_TASK PROMPT_: Scale the data below from the line with "Where can you find the distant exit" through the end of the data, both ends included, by rewriting every one of those lines, requests included, with each point coordinate in the answers multiplied by 1.65 and rounded to a whole number, halves up. Give back only those lines.

_TASK MATERIAL_:
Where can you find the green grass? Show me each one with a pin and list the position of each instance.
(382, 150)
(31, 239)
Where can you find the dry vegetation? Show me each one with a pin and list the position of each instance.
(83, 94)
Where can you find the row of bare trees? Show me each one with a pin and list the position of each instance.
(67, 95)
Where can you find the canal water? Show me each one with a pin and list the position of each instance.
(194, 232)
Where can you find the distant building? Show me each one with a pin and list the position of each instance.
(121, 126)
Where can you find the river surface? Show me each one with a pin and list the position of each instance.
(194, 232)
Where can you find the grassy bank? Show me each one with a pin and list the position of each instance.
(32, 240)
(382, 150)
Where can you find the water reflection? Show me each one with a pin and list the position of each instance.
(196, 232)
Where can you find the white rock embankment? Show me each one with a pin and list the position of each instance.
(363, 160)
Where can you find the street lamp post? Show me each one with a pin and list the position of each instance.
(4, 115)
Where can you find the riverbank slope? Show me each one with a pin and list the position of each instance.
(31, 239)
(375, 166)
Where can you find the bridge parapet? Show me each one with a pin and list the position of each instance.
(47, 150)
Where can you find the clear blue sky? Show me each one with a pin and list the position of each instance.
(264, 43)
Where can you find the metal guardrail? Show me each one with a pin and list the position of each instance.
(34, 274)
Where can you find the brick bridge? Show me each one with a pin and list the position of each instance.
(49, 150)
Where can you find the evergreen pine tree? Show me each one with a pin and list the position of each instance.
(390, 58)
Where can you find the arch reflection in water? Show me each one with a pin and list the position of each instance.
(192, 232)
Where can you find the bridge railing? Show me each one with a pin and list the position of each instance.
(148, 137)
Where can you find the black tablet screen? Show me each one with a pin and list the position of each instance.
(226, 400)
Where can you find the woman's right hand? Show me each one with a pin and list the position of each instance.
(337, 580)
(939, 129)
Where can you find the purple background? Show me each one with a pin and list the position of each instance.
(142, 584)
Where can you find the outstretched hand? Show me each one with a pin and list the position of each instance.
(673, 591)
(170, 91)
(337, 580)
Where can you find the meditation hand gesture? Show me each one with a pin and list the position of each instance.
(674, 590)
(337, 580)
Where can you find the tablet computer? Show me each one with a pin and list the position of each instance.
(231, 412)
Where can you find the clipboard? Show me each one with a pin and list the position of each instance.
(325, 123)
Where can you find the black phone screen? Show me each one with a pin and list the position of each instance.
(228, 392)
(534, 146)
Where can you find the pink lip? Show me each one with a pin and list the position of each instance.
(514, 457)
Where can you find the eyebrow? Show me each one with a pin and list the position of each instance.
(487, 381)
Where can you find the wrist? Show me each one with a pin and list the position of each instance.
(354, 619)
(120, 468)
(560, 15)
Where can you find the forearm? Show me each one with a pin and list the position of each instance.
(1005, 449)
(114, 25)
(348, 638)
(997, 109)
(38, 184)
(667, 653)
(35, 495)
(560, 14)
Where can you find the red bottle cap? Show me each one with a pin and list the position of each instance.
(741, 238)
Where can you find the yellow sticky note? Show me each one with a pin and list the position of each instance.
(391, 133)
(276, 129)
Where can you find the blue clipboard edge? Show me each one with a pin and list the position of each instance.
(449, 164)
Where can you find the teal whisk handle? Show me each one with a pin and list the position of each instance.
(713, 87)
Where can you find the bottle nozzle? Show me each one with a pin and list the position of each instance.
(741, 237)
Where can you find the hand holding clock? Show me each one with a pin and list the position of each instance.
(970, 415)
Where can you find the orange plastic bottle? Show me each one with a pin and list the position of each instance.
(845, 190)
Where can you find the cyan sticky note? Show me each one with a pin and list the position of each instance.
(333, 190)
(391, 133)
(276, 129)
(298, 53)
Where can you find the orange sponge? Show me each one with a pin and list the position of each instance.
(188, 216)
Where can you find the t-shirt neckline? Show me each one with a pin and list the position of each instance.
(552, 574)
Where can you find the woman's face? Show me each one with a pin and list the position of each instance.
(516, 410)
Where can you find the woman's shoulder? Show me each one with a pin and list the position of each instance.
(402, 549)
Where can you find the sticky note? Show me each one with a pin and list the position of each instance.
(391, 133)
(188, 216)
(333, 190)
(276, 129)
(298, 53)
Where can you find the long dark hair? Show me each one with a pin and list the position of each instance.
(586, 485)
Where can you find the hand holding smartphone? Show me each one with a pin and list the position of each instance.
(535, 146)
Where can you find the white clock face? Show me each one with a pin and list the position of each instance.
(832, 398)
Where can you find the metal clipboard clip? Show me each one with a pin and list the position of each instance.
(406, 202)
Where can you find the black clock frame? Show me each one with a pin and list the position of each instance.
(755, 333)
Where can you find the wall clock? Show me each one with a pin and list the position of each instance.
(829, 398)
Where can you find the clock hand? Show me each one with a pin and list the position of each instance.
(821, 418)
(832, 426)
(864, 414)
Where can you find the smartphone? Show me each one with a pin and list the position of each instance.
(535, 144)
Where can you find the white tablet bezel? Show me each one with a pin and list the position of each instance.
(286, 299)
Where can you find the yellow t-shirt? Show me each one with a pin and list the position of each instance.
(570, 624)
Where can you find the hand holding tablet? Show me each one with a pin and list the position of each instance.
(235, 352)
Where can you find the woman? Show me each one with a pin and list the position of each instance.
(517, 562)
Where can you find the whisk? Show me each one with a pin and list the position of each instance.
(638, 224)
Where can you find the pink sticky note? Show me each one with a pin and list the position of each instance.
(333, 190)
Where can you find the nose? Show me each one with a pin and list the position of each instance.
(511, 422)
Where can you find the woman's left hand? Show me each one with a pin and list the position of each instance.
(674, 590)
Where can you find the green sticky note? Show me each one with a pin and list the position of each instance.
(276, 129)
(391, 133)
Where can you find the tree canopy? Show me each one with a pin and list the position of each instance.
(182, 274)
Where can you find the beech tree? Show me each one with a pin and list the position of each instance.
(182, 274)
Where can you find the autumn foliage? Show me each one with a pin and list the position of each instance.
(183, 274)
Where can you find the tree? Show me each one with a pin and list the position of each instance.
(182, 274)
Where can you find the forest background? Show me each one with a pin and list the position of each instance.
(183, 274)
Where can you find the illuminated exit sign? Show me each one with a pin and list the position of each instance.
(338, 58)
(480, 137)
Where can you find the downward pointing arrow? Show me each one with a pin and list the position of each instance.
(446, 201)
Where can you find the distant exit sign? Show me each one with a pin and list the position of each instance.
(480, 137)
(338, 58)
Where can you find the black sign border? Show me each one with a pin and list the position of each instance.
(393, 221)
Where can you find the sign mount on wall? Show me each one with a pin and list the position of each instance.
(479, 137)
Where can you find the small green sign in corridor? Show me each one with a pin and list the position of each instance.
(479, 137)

_OUTPUT BELOW_:
Where can you find the distant exit sign? Show me each one with a pin and list the position of each instance.
(792, 226)
(558, 96)
Where can you find the black sign border? Show me each one with a pin and list the position of each instance.
(648, 365)
Where can you find the sign mount on wall? Show me each one with a pin and list the position of each instance.
(790, 226)
Where can you find the small green sign in corridor? Show me each one with a pin and list the position of each instance.
(790, 226)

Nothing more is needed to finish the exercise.